Which lines in the listing below contain the word "concrete"? Locate each of them and copy it out in full.

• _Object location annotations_
=====

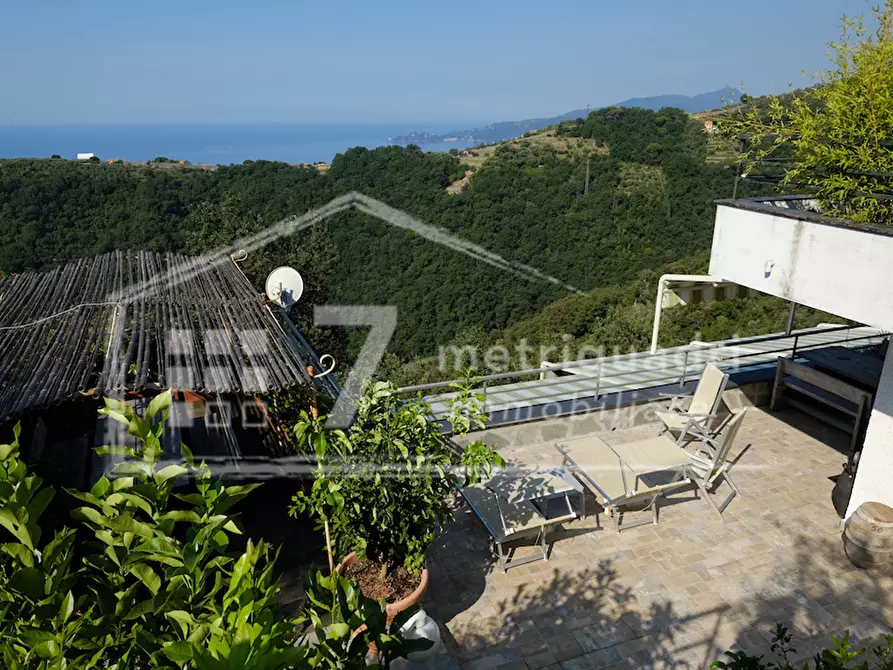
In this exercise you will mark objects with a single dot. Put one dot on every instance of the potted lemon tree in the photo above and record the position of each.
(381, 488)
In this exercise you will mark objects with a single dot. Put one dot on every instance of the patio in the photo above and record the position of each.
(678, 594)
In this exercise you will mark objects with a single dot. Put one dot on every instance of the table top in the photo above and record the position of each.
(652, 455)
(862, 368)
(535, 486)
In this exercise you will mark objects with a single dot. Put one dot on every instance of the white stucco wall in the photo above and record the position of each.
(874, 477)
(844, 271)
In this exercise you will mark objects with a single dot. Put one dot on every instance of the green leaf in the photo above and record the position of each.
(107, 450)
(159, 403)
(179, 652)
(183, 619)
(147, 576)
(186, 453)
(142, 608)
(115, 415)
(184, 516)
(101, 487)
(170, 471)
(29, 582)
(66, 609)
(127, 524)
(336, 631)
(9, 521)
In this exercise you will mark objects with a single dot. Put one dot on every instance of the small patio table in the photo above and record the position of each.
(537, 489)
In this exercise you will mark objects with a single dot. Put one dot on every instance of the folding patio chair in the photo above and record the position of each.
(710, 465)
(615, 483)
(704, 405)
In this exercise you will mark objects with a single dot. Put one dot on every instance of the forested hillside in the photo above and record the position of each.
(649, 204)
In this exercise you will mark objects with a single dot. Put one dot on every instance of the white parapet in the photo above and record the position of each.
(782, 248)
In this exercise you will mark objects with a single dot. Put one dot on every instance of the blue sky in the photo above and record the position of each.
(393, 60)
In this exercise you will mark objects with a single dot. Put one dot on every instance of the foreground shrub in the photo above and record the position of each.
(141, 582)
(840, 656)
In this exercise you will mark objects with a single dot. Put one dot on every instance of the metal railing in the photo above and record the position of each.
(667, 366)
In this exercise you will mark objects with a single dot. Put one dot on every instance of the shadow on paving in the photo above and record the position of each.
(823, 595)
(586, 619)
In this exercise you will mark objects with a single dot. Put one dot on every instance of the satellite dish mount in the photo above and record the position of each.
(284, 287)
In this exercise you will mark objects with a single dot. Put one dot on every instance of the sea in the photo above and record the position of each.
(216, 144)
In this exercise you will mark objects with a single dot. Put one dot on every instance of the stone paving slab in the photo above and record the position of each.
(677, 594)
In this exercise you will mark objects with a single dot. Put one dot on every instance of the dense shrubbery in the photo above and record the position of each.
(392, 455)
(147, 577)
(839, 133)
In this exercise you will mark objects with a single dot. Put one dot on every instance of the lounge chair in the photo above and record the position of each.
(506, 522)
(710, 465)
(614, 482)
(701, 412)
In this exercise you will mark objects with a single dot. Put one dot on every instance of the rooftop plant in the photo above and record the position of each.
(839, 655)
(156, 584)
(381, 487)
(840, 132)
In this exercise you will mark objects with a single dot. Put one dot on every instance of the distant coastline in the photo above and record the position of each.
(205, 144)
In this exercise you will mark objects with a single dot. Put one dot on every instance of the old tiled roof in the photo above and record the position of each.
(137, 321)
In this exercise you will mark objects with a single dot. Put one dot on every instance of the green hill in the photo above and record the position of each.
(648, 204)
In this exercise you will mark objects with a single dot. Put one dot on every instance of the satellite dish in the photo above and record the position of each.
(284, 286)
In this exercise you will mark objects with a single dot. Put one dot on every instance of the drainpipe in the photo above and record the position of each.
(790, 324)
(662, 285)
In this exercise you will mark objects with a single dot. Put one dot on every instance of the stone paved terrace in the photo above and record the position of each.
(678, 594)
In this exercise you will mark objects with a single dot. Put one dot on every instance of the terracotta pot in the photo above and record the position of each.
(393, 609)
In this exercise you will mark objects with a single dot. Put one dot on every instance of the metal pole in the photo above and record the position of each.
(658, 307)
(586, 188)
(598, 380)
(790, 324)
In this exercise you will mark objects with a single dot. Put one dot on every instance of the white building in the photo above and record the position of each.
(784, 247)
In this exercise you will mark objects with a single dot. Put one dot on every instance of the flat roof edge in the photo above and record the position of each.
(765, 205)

=====

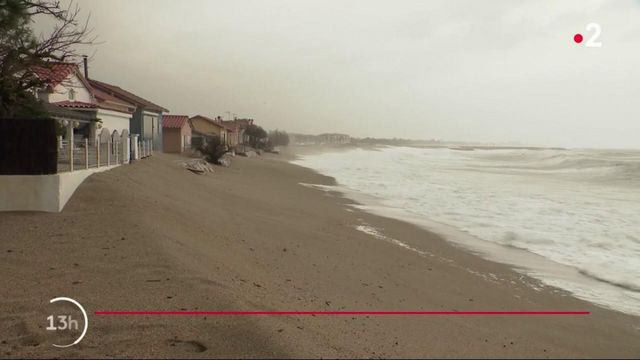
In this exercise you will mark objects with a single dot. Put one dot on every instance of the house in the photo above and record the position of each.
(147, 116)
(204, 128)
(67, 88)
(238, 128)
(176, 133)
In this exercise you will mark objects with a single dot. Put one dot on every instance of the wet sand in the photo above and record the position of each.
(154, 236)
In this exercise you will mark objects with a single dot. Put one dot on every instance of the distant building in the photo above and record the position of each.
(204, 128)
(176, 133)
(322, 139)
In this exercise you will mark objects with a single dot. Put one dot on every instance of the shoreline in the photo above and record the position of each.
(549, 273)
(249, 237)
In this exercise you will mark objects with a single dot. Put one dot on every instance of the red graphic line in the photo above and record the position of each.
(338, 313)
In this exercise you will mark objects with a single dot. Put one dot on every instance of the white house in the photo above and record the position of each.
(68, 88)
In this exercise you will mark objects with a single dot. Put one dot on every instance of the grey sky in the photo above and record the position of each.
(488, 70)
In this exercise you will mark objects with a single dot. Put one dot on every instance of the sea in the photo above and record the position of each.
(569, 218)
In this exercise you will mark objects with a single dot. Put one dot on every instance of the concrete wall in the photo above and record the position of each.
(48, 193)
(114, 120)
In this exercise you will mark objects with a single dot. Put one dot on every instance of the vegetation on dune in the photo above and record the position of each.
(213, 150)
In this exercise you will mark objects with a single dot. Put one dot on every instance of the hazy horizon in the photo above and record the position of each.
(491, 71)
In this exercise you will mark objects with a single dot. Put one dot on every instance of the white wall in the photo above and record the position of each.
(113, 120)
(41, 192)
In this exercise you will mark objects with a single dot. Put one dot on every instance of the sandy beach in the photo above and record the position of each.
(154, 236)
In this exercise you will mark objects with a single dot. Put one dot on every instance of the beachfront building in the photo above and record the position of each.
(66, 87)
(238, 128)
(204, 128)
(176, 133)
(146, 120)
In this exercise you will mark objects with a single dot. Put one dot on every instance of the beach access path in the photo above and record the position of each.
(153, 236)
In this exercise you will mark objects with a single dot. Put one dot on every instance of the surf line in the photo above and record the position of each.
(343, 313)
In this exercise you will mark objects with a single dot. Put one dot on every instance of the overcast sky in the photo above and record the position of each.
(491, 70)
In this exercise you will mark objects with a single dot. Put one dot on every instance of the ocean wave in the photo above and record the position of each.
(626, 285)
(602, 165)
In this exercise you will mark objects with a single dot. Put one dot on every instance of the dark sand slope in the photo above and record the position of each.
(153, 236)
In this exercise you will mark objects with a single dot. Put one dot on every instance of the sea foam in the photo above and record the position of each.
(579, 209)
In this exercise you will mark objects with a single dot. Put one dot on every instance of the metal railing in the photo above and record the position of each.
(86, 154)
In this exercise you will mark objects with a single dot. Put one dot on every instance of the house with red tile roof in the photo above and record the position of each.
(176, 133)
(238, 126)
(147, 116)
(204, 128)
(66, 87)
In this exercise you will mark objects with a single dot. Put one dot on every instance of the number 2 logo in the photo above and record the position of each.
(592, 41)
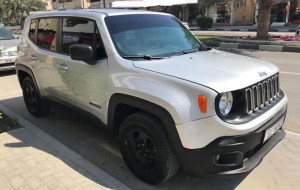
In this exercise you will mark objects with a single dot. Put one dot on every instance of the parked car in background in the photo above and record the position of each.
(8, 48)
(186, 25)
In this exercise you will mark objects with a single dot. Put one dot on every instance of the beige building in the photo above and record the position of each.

=====

• _Task answer_
In this exercise you will mark objects with a single dot. Put one dot on every instance of the concrete wall in the photo above and record the position of each.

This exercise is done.